**Trecho para leitura:**

"""

Essinger comentou ainda que é possível que pessoas com acidentes desta complexidade possam ter sequelas de comportamento, mudança de personalidade ou alteração do humor, como um caso registrado em 1848 com o americano Phineas Gage que, numa explosão, foi atingido por uma barra de 20 centímetros que perfurou sua bochecha esquerda e saiu pelo topo de seu crânio.

Naquela época, segundo registros, ele ainda conseguiu andar mais de um quilômetro até um posto médico. Ele perdeu o olho esquerdo e teve a parte frontal do cérebro totalmente comprometida, além de ter o temperamento alterado.

Até agora,  não foi observada nenhuma mudança no comportamento do operário, admitiu o diretor do hospital. O paciente recebeu alta médica no fim da manhã desta quinta-feira (30) e já pôde voltar para casa.

"""

Dados de apontamento de regiões:
"""

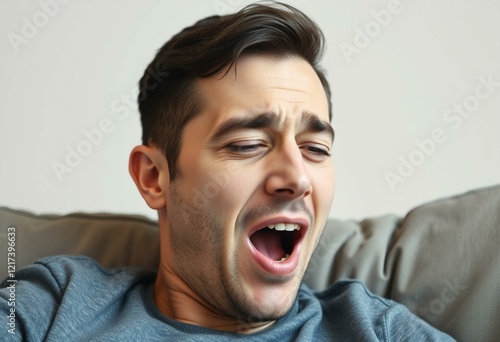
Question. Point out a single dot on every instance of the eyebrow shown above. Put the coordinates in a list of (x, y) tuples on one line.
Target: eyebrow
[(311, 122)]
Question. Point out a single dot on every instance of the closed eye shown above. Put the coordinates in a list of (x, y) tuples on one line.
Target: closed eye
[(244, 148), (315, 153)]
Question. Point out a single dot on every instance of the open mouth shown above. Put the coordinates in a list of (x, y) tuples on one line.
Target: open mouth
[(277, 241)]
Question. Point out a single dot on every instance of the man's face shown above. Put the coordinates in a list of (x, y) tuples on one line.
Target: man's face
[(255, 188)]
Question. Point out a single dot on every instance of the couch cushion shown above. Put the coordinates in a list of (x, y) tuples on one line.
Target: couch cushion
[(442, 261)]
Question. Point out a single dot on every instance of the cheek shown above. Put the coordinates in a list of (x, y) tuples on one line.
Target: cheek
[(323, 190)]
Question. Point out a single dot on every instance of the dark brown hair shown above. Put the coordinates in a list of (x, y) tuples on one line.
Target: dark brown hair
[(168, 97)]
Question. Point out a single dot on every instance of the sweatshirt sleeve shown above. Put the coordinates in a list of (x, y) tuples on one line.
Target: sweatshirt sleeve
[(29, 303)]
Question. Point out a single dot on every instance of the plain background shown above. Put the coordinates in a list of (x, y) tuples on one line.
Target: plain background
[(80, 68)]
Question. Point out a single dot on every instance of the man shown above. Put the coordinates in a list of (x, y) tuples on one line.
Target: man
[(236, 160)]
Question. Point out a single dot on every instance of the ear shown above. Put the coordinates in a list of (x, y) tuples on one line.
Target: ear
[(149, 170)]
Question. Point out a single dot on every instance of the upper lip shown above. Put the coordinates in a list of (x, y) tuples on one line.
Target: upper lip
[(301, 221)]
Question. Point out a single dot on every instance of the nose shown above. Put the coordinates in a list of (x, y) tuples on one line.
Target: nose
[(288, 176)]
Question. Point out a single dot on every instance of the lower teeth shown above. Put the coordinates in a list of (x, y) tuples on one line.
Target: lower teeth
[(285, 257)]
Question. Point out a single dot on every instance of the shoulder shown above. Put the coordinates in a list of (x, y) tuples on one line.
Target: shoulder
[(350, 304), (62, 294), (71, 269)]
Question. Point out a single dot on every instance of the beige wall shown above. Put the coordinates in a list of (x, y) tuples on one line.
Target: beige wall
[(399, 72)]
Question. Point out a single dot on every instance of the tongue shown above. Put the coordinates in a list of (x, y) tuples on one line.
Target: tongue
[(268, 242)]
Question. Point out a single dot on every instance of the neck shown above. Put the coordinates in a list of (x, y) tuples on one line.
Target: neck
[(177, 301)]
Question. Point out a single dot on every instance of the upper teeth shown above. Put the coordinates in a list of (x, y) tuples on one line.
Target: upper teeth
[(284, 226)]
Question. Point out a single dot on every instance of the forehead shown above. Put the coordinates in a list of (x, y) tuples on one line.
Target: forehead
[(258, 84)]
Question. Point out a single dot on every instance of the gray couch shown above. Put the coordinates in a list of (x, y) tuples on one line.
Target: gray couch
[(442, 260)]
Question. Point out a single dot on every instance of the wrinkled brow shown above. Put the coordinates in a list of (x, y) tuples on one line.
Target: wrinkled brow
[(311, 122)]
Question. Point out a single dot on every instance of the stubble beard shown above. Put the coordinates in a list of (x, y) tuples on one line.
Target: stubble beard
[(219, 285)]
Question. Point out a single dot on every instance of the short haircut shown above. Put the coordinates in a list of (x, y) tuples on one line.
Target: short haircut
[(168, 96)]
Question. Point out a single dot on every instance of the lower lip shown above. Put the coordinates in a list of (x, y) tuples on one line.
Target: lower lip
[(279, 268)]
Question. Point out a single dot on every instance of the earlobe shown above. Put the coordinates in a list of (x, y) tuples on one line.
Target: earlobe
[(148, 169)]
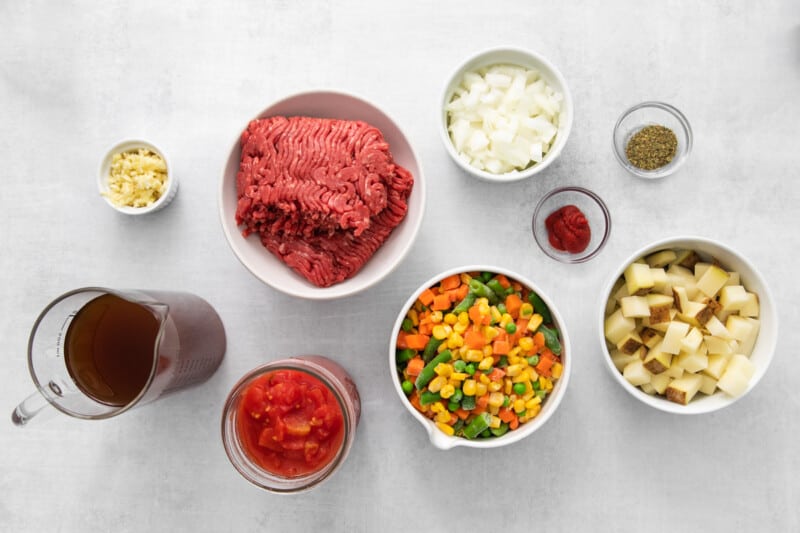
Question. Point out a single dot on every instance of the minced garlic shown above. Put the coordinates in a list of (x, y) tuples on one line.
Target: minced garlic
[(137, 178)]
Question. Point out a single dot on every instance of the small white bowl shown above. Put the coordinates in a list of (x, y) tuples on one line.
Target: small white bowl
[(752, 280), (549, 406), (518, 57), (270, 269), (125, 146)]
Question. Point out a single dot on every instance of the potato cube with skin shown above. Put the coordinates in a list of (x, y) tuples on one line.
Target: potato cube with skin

"""

**Verifique a compreensão:**
1. Responda, com base no trecho sobre o acidente:
(a) Em que ano foi registrado o caso de Phineas Gage?
(b) Qual era o comprimento da barra que atingiu Phineas Gage?
(c) Quando o paciente recebeu alta médica?
2. Por que o caso de Phineas Gage é citado no trecho sobre o acidente? Responda em uma a três frases.
3. Dê a continuação do trecho sobre o acidente a partir da última frase apresentada.

**Respostas por tarefa:**
1.
(a) Em 1848.
(b) 20 centímetros.
(c) No fim da manhã desta quinta-feira (30).

2. O caso aparece como exemplo de que pessoas com acidentes dessa complexidade podem ter sequelas de comportamento, mudança de personalidade ou alteração do humor. Gage teve o temperamento alterado depois do acidente.

3.
Entenda o caso

O jovem deu entrada por volta das 10h30 no hospital municipal Miguel Couto, na Lagoa, zona sul do Rio, no último dia 15, após ser atingido por um vergalhão que estava sendo içado na obra em que trabalhava, no bairro de Botafogo, e que despencara de uma altura de 15 metros.

A barra de ferro perfurou a região parietal direita de cima para baixo e de trás para frente do cérebro, atravessando o crânio e saindo no meio dos olhos, um pouco acima do nariz, descreveu Essinger, que estava presente naquela manhã de quarta-feira.

“Ele chegou no hospital acordado, falando e consciente. Os bombeiros tiveram que serrar o vergalhão para que o paciente fosse transportado para o hospital; ele veio imobilizado com proteção no pescoço”.

Ainda lúcido, o paciente passou por uma tomografia computadorizada e seguiu direto para a sala de cirurgia para uma operação que levou cerca de cinco horas para a retirada do vergalhão.

O importante, destacou o médico, “foi a agilidade no atendimento inicial, em meia hora ele já estava no centro cirúrgico”.

A equipe médica era composta de três neurocirurgiões, dois anestesistas e dois cirurgiões bucomaxilofacial para, em seguida da retirada da barra, reconstruírem a face do operário.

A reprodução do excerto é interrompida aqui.